### Reading passage
Behind a common banner, a number of King County United Methodist faith communities marched together in Seattle's Pride Parade over the last weekend of June.

Overview & Photos by Patrick Scriven, Director of Communications & Young People’s Ministry

Over the last weekend of June, Seattle Pride, a non-profit organization which “coordinates and promotes Lesbian, Gay, Bisexual and Transgender pride events in the Seattle area” held its annual Pride Parade as part of its 40th year celebration. The weekend has become increasingly popular as public opinion have shifted to embrace diverse expressions of human sexuality. In 2012, Washington State became the first to approve, by voter referendum, the legality of same-sex marriage.

After preaching in the morning at Seattle's First Church, Rev. Ron Hines joined the congregation in offering hospitality to those attending Seattle's Pride Parade.
After preaching in the morning at Seattle’s First Church, Rev. Ron Hines joined the congregation in offering hospitality to those attending Seattle’s Pride Parade.

### Prompt
Write the next part of the article about Methodist churches in Seattle's Pride Parade, picking up after its last sentence.

### Records supplied
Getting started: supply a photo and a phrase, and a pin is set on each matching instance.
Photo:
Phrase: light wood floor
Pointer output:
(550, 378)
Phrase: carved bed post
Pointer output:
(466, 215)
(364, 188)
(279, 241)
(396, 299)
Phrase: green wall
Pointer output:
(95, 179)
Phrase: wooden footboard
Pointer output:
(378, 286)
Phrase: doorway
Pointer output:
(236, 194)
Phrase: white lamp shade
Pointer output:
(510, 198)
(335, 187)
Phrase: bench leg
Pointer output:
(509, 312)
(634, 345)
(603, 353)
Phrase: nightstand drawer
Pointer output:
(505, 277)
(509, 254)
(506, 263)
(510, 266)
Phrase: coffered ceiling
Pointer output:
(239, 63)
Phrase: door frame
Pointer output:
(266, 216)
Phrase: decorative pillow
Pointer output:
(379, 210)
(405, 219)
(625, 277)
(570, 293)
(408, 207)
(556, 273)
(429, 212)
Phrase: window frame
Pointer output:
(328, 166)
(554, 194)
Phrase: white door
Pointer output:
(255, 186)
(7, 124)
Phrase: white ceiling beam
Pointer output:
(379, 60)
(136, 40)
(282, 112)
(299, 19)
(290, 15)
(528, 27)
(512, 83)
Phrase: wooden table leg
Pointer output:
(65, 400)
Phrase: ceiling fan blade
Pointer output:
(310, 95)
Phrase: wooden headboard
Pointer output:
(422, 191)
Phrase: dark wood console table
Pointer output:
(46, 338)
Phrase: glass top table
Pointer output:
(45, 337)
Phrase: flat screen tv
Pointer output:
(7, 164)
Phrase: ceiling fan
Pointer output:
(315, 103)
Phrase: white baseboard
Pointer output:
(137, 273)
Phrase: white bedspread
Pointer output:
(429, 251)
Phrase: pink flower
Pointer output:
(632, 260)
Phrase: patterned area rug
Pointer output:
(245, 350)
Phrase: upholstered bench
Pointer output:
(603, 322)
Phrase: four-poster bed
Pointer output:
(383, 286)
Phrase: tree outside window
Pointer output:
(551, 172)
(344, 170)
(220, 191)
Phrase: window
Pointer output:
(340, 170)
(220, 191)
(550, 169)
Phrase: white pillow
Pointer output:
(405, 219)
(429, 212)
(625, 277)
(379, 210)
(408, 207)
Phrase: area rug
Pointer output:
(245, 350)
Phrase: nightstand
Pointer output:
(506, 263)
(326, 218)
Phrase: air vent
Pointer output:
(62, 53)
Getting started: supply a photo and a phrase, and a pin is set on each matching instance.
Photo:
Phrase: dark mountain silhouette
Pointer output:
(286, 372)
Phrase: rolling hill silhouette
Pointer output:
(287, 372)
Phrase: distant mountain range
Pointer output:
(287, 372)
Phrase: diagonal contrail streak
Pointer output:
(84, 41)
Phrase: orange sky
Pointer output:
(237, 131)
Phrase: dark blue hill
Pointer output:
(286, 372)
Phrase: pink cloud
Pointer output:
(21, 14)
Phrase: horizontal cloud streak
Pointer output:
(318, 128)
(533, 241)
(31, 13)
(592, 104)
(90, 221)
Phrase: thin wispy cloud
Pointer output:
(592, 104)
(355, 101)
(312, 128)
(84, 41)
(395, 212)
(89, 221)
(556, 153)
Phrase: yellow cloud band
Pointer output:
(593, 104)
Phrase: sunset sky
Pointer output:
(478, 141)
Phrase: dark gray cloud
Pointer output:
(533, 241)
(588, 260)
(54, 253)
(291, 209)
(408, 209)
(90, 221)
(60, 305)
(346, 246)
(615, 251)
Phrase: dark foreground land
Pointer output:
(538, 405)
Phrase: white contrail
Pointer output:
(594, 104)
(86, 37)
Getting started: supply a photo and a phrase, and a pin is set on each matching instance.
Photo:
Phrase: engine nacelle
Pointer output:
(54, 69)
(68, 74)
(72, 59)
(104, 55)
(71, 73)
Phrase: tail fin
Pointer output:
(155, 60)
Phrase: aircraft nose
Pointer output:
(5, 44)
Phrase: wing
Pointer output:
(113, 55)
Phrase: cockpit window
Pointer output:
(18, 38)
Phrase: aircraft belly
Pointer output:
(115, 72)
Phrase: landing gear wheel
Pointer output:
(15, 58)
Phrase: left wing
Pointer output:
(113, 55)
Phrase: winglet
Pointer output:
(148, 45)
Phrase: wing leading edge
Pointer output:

### Result for this exercise
On Sunday morning, Seattle’s First United Methodist Church dedicated significant effort toward offering support and hospitality to those celebrating Pride. Interim Pastor Rev. Ron Hines preached a sermon which touched on both the changing public attitudes and upon those within the church. While carefully noting the existing position of the United Methodist Book of Discipline, Hines suggested that people see actions like those of the Western Jurisdiction, Bishop Melvin Talbert, and Rev. Frank Schaeffer getting his credentials back, as signs that the church is evolving in its position.

A number of guests attended the worship service including members of other area United Methodist churches who were marching in the parade. To them, Rev. Hines offered these words of commendation, “Your spiritual practice of marching in the Pride Parade, of giving cookies out, is a significant practice.” After a second service that morning, Hines could be found among a number of other church goers on the street outside First Church handing out cookies and beverages to tired parade walkers who were finishing their route to Seattle Center.

The acts of hospitality Rev. Hines encouraged were a counterbalance to the angry words of judgment that were among the first things heard by crowds gathered for the parade. A small group of “Christian” protesters shouted into a megaphone while carried signs demanding repentance and promising judgement. As a denomination, United Methodists remains divided on many questions pertaining to human sexuality but typically in agreement that judgment outside the context of relationship is rarely helpful.

The Rev. Kathleen Weber, pastor of Trinity United Methodist Church in Ballard, WA, was among a number of clergy who participated in the United Methodist presence at Seattle's 2014 Pride Parade.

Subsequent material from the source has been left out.